▶ [Instruction] Go through the items below and copy out every line that contains the word "parking".

▶ [Material provided]
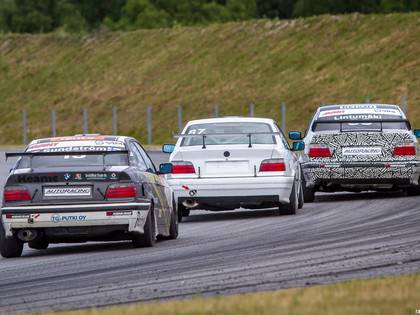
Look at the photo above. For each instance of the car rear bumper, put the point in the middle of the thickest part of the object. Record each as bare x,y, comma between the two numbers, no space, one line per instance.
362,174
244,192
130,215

* * *

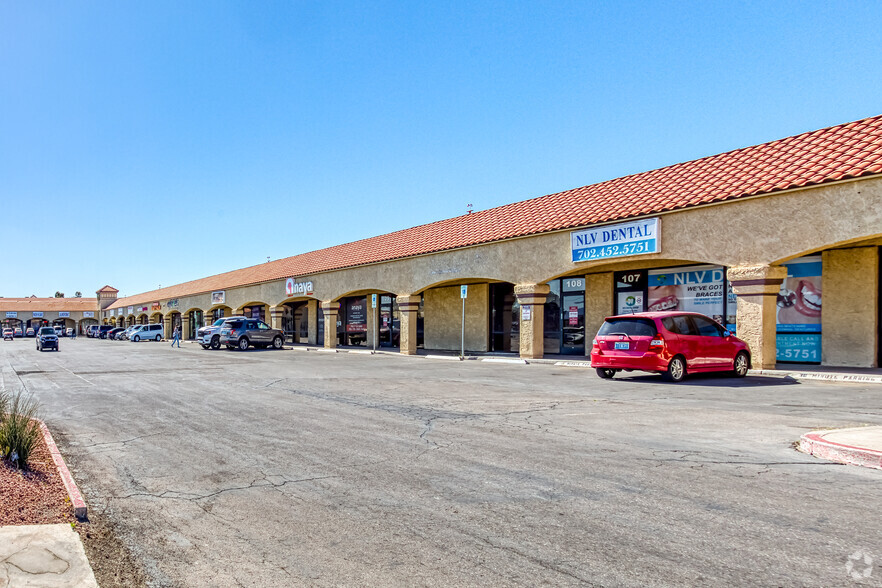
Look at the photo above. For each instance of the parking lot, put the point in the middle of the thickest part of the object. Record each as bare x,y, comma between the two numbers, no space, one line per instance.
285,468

...

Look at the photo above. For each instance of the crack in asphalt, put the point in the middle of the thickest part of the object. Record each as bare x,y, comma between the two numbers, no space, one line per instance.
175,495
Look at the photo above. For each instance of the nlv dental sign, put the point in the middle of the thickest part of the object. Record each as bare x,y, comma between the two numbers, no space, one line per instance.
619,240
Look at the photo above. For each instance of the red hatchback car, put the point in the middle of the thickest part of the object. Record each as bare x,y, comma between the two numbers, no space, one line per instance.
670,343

▶ [Written answer]
Look at the photo above. For each instance of the parking lot, put the point in the middle of the thickest part of the object. Record each as bare x,y, comma between the two numbers, no space, one line per instance.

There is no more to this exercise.